AsmodiusVI · 5 months ago
And engineers never are the cause of mistakes? There can't possibly be any data to back up that major outages are more often caused by leadership. I've been in SIEs simply because someone pushed a network outage to a switch network. Statements like these only go to show how much we have to learn, humble ourselves, and stop blaming others all the time.
AlotOfReading · 5 months ago
Leadership can include engineers responsible for technical priorities. If you're down for that long though, it's usually an organizational fuck-up because the priorities didn't include identifying and mitigating systemic failure modes. The proximate cause isn't all that important and the people who set organizational priorities are by-and-large not engineers.
acedTrex · 5 months ago
PROLONGED outages are a failure point that more often than not, require organizational dysfunction to happen.

◆ **Required action**
List the username of every person who posted in the outage thread. Work only from the outage thread.

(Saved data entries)
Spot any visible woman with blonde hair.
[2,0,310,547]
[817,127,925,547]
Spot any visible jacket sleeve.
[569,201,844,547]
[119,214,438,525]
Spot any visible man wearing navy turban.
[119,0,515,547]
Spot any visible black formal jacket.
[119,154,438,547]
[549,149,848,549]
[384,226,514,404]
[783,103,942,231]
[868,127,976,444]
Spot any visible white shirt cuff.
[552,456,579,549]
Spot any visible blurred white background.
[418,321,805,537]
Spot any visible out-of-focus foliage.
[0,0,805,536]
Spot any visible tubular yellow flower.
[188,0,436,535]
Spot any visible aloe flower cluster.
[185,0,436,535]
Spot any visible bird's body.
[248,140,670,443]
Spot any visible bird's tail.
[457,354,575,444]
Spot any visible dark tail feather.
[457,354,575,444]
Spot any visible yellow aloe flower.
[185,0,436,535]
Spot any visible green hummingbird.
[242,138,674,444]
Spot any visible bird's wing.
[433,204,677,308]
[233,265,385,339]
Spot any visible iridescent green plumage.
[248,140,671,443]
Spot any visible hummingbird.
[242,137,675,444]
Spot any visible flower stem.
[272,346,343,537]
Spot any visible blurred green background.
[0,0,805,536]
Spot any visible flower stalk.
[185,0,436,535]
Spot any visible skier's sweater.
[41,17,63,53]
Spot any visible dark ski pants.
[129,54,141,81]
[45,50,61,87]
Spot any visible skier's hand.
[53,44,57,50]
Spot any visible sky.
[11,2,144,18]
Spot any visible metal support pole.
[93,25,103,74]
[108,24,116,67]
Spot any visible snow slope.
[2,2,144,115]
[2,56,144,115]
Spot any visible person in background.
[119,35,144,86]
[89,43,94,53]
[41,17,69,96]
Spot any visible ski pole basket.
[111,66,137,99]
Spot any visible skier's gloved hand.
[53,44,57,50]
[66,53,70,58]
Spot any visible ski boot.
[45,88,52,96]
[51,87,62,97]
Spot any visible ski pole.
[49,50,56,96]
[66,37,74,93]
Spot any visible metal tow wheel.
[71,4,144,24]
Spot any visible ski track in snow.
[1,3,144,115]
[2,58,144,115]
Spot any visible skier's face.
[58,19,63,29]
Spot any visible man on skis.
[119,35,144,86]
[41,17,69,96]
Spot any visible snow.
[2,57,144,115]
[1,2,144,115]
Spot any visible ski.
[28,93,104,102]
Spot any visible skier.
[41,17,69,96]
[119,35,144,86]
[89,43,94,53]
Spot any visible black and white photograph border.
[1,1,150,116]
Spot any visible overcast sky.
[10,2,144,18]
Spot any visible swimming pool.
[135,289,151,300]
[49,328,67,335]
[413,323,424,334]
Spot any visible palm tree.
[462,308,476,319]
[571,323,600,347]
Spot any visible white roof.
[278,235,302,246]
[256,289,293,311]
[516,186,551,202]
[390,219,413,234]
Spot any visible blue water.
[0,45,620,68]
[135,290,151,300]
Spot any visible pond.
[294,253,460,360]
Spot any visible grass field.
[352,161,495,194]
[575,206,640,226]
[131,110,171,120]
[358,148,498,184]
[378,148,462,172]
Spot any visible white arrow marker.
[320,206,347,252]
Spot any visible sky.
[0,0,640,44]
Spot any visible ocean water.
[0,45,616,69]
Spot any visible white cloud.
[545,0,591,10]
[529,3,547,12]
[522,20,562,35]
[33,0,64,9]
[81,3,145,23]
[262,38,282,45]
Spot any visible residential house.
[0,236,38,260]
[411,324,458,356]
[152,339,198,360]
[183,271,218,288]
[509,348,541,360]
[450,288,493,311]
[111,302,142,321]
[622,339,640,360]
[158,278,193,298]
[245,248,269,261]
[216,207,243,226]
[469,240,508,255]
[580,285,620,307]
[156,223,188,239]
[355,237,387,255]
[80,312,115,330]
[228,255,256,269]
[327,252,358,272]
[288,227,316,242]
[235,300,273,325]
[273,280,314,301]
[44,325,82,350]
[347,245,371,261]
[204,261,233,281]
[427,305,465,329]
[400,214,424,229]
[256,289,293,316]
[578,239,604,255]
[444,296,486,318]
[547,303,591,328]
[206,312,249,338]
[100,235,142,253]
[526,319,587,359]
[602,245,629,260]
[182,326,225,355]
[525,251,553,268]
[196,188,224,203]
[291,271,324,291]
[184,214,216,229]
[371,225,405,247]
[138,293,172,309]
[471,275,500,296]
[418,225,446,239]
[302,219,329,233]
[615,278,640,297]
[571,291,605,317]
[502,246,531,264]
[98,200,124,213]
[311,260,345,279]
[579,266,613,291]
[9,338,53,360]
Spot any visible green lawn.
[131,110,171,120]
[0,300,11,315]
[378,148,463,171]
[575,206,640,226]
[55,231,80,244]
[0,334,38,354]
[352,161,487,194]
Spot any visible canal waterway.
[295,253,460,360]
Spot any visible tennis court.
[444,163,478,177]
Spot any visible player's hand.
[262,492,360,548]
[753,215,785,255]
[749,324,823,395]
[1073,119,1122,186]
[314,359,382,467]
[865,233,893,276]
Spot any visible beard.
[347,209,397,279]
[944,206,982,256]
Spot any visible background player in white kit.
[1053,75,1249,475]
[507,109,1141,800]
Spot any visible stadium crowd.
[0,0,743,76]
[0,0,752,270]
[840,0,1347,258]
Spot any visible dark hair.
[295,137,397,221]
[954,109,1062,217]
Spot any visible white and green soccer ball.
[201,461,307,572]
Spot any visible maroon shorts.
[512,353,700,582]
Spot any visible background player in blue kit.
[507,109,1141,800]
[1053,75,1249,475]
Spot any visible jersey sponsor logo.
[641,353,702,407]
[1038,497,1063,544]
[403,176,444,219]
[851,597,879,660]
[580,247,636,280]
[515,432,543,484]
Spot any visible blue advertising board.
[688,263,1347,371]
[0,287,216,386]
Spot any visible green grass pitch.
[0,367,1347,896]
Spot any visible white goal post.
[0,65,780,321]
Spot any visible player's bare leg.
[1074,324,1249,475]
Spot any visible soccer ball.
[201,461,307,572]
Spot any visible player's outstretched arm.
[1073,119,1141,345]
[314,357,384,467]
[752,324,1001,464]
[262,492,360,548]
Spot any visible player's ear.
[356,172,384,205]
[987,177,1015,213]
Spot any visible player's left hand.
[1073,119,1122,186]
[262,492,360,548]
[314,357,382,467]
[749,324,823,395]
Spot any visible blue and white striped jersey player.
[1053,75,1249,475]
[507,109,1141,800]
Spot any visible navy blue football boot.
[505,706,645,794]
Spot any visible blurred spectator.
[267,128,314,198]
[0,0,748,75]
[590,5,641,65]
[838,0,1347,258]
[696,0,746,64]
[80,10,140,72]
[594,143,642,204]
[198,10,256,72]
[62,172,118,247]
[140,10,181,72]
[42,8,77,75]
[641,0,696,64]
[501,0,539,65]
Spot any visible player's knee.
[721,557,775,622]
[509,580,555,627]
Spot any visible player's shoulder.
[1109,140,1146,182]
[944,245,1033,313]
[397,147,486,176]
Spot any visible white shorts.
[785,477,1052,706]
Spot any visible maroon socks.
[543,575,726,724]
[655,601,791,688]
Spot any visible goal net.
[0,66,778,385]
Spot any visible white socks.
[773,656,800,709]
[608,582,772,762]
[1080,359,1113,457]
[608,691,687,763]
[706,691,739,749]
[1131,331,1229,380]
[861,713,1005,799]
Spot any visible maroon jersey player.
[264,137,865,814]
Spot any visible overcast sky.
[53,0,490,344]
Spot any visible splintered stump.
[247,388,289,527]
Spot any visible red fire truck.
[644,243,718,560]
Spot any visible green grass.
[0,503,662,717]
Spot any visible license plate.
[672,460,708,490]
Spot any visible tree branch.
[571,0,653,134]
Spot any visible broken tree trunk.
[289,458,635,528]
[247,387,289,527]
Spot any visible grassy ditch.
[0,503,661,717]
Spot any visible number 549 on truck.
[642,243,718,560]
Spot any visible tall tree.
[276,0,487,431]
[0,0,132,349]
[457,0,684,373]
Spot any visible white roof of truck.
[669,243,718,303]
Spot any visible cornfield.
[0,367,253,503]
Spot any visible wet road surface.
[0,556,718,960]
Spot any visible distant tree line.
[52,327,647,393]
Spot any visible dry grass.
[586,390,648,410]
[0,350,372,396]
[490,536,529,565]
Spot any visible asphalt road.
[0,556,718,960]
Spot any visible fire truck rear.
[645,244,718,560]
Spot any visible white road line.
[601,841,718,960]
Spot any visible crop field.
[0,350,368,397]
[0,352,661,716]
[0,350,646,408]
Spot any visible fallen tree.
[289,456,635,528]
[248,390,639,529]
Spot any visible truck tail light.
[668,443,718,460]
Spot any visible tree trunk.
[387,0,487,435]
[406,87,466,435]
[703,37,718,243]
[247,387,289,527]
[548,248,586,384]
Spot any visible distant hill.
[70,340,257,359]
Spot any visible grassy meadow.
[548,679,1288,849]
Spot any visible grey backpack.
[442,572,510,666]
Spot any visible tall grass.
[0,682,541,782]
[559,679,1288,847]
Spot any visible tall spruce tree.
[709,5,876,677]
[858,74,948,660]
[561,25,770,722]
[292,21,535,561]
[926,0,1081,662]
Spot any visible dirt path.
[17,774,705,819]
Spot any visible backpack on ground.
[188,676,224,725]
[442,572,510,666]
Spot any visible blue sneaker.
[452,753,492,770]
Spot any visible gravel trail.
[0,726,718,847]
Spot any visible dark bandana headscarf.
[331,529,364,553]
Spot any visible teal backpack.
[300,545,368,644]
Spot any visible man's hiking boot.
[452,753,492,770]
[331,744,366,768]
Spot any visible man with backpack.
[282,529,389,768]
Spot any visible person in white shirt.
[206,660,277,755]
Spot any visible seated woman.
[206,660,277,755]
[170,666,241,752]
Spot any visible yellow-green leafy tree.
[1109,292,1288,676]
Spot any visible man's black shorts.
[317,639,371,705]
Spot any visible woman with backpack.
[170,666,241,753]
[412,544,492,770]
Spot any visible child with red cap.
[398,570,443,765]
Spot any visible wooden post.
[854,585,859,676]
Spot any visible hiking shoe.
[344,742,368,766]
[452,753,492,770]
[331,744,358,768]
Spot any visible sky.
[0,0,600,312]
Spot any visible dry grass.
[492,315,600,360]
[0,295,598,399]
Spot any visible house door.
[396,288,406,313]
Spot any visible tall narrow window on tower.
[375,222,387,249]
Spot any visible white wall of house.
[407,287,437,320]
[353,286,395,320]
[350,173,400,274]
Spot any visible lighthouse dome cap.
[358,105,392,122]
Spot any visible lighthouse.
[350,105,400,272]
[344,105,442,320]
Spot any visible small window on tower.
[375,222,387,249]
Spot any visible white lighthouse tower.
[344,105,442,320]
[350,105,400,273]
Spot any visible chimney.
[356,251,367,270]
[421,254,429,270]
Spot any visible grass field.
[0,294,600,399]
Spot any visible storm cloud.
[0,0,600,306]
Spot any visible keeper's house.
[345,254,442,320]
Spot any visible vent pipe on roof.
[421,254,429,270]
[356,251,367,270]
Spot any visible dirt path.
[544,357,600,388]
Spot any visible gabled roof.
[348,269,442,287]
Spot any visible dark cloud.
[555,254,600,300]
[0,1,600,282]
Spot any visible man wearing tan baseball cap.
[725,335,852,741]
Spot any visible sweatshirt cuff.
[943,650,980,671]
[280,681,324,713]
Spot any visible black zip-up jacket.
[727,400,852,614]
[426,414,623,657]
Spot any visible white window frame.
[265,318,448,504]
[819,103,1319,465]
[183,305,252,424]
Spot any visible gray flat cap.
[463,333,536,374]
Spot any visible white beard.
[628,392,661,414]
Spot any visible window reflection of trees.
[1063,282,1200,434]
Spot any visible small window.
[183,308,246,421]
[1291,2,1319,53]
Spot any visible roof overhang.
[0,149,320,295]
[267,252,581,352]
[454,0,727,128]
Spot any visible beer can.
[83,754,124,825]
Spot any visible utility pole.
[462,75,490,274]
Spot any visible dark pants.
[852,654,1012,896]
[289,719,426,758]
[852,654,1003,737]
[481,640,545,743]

◆ **Task result**
AsmodiusVI, AlotOfReading, acedTrex